■ LIST OF TASKS ■
1) Below, the patent summaries are followed by the items. From the patent summaries, list every U.S. patent number cited.
2) Answer these from the patent summaries that appear below, ahead of the items:
(a) To which company is U.S. Pat. No. 4,175,618 assigned?
(b) What median equivalent weight range is given for the petroleum sulfonate?
(c) What type of micellar dispersion is injected in U.S. Pat. No. 3,800,873?

U.S. Pat. No. 4,175,618 to Wu, et. al., and assigned to Texaco Inc., describes a method of recovering viscous petroleum from a subterranean, viscous petroleum-containing, permeable formation penetrated by at least one injection well and by at least one production well, in fluid communication with the formation, comprising injecting a thermal recovery fluid comprising steam into the formation and producing fluids from the formation via the production well for a predetermined period of time, thereby forming a steam-swept zone in the formation. The second step involves injecting an emulsifying fluid into the steam-swept zone with the emulsifying fluid comprising water having dissolved therein a surfactant capable of forming a viscous emulsion with formation petroleum at the temperature and water salinity present in the steam-swept zone. The water, containing the emulsifying surfactant, forms a viscous emulsion in the steam-swept zone with residual petroleum present in that zone, thereby decreasing the permeability of that zone with the surfactant comprising an organic sulfonate selected from the group consisting of petroleum sulfonate having a median equivalent weight from 325 to 475, and synthetic sulfonates of the formula RSO3 X wherein R is an alkyl, linear or branched, having from 8 to 24 carbon atoms or an alkylaryl including benzene or toluene having attached thereto at least one alkyl group, linear or branched, and containing from 6 to 18 carbon atoms in the alkyl chain, and X is sodium, potassium, lithium or ammonium. The third step is injecting steam into the formation well via the injection well and recovering fluids including petroleum from the formation via the producing well.

U.S. Pat. No. 3,802,508 to Kelly, et. al., and assigned to Marathon Oil Co., describes a process of recovering hydrocarbon from sub-surface tar sands having at least one injection means in fluid communication with at least one production means and comprising heating the tar sands to a temperature sufficient to heat an incoming water-external micellar to a temperature above about 100° F. by the time the micellar dispersion travels about 7.5 to about 15 feet into the tar sands. The water-external micellar dispersion is injected into the tar sands displacing the micellar dispersion toward the production means and recovering hydrocarbon through the production means.

U.S. Pat. No. 3,800,873 to Kelly, et. al., and assigned to Marathon Oil Co., describes a process of recovering hydrocarbon from sub-surface tar sands having at least one injection means in fluid communication with at least one production means comprising heating the tar sands to a temperature sufficient to heat an incoming oil-external micellar dispersion to a temperature above about 100° F. by the time the micellar dispersion travels about 7.5 to about 15 feet into the tar sands. The oil-external micellar dispersion is injected into the tar sands displacing the micellar dispersion toward at least one of the production means and recovering hydrocarbon through the production means.

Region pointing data
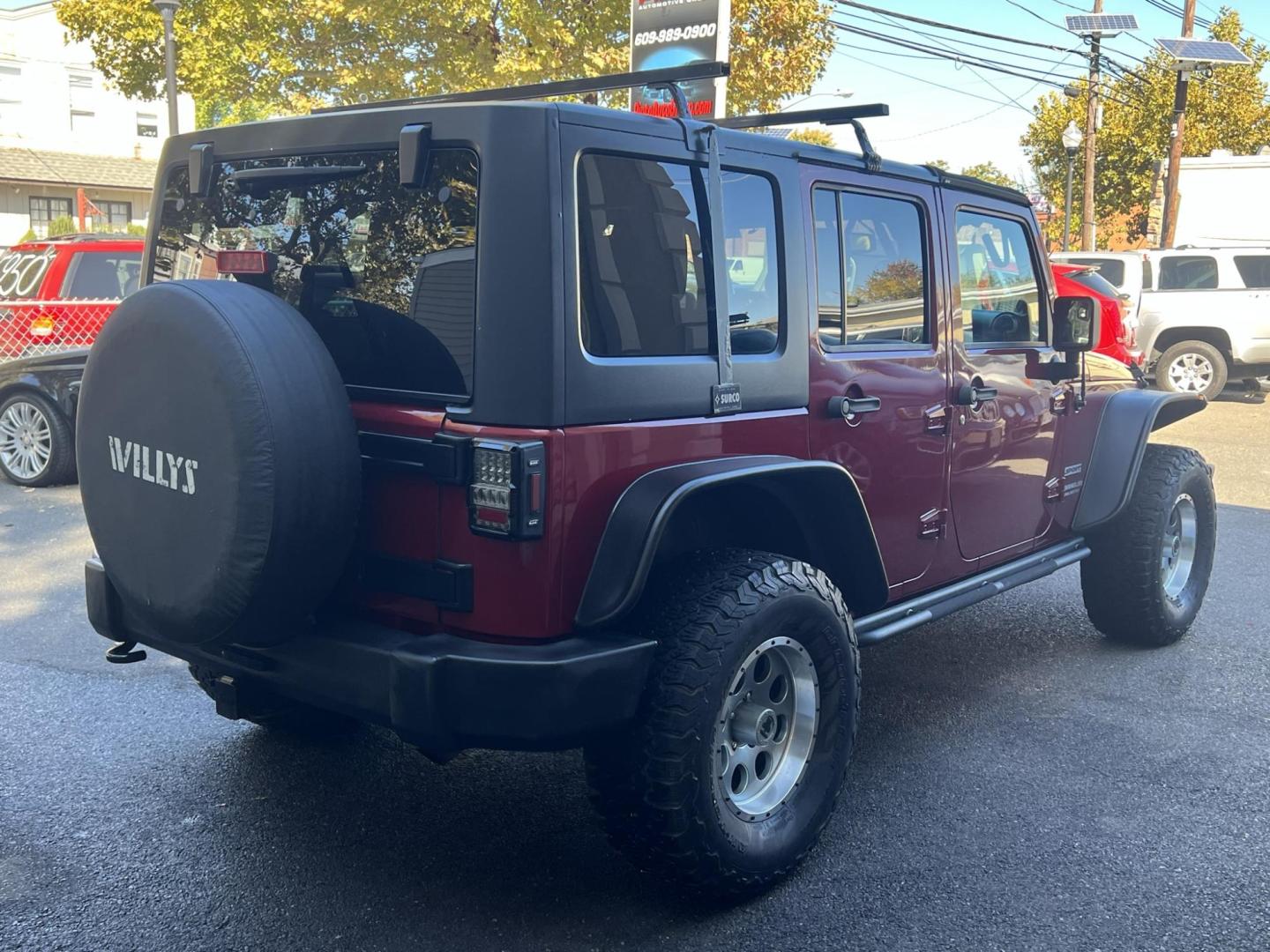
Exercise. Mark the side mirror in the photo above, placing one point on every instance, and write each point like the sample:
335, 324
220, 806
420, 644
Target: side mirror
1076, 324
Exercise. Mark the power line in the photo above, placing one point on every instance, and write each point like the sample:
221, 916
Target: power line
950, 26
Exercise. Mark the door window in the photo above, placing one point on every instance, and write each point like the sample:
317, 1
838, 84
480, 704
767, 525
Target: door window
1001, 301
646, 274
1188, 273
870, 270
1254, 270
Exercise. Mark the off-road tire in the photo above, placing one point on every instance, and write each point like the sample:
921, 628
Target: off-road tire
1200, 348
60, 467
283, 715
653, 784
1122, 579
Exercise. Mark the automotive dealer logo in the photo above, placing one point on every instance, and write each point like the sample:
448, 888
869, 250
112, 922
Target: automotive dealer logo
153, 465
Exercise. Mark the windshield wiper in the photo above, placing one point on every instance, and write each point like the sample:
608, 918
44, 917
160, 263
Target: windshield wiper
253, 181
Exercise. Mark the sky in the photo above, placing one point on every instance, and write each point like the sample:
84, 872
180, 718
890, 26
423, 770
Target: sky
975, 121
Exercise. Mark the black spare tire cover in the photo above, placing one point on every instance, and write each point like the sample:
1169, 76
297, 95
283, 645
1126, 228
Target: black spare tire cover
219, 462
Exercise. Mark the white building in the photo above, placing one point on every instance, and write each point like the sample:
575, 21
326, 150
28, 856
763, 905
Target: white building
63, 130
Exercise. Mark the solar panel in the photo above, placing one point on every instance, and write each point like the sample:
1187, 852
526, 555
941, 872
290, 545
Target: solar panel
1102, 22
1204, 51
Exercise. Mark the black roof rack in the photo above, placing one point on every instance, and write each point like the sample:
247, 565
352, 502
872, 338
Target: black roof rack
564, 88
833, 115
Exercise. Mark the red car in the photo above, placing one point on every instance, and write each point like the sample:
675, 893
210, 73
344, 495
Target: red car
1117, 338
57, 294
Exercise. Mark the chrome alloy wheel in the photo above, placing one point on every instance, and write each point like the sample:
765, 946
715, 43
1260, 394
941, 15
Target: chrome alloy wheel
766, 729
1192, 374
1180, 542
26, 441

■ SOLUTIONS TO THE PROBLEMS ■
1)
U.S. Pat. No. 4,175,618
U.S. Pat. No. 3,802,508
U.S. Pat. No. 3,800,873

2)
(a) Texaco Inc.
(b) 325 to 475
(c) An oil-external micellar dispersion